## BEGIN

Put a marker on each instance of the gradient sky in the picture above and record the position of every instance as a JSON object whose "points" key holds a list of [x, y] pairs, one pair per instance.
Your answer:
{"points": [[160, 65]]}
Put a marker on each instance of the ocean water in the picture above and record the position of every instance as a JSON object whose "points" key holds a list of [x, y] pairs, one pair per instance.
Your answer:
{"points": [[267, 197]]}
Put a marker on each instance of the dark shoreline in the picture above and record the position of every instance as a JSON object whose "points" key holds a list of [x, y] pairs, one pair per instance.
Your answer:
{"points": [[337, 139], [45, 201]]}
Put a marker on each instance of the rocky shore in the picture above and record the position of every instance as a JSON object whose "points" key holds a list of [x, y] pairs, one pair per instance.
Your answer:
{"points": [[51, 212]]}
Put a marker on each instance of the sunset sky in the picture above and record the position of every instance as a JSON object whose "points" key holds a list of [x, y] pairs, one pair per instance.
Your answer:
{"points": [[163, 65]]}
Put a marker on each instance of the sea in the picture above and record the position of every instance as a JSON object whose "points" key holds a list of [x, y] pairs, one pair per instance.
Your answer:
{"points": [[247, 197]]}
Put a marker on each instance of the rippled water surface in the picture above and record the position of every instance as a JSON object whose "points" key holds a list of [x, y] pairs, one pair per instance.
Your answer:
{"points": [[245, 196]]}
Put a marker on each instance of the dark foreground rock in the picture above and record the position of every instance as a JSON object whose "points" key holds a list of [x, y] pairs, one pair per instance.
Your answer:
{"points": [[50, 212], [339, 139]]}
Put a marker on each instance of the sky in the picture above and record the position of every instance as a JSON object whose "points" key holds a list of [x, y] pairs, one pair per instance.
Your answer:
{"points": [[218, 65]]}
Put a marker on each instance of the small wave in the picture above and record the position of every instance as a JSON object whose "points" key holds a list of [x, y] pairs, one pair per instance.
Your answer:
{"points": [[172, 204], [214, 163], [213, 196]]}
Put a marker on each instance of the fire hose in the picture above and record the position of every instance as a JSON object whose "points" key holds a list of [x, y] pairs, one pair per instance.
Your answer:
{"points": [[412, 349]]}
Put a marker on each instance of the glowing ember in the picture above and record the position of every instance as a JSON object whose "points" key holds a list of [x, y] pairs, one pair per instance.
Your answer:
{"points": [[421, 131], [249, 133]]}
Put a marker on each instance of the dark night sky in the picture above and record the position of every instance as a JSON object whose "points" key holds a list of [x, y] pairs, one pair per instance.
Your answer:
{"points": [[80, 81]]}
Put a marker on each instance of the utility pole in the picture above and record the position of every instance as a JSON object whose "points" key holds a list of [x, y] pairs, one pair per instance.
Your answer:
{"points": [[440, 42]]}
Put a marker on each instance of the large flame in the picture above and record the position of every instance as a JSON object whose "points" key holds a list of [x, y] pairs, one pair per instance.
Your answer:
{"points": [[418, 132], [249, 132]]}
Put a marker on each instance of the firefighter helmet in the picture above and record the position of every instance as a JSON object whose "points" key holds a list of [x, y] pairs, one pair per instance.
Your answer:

## END

In the listing above, find the line containing "Put a marker on each instance of the dark night" and please quote exactly that line through the last one, and no other lines.

Put a marker on each instance of the dark night sky in the picture above and record the position of every instance as a JSON object whose "points" key holds a list of [x, y] pairs, one pair per instance.
Your answer:
{"points": [[80, 81]]}
Put a marker on each instance of the utility pole in the picture above and record the position of every instance as a JSON object whose "points" key holds a list of [x, y] pairs, one pair per instance.
Your answer:
{"points": [[440, 42]]}
Put a marker on each instance of the large flame in the picture above and record the position of every instance as a JSON object whose "points" key holds a list of [x, y] pairs, one pair per instance.
Your answer:
{"points": [[418, 132], [249, 132]]}
Put a marker on each instance of the firefighter helmet in the picture above and record the position of every instance as a JSON object whose "points" key holds a list of [x, y] pairs, one pair per instance.
Your answer:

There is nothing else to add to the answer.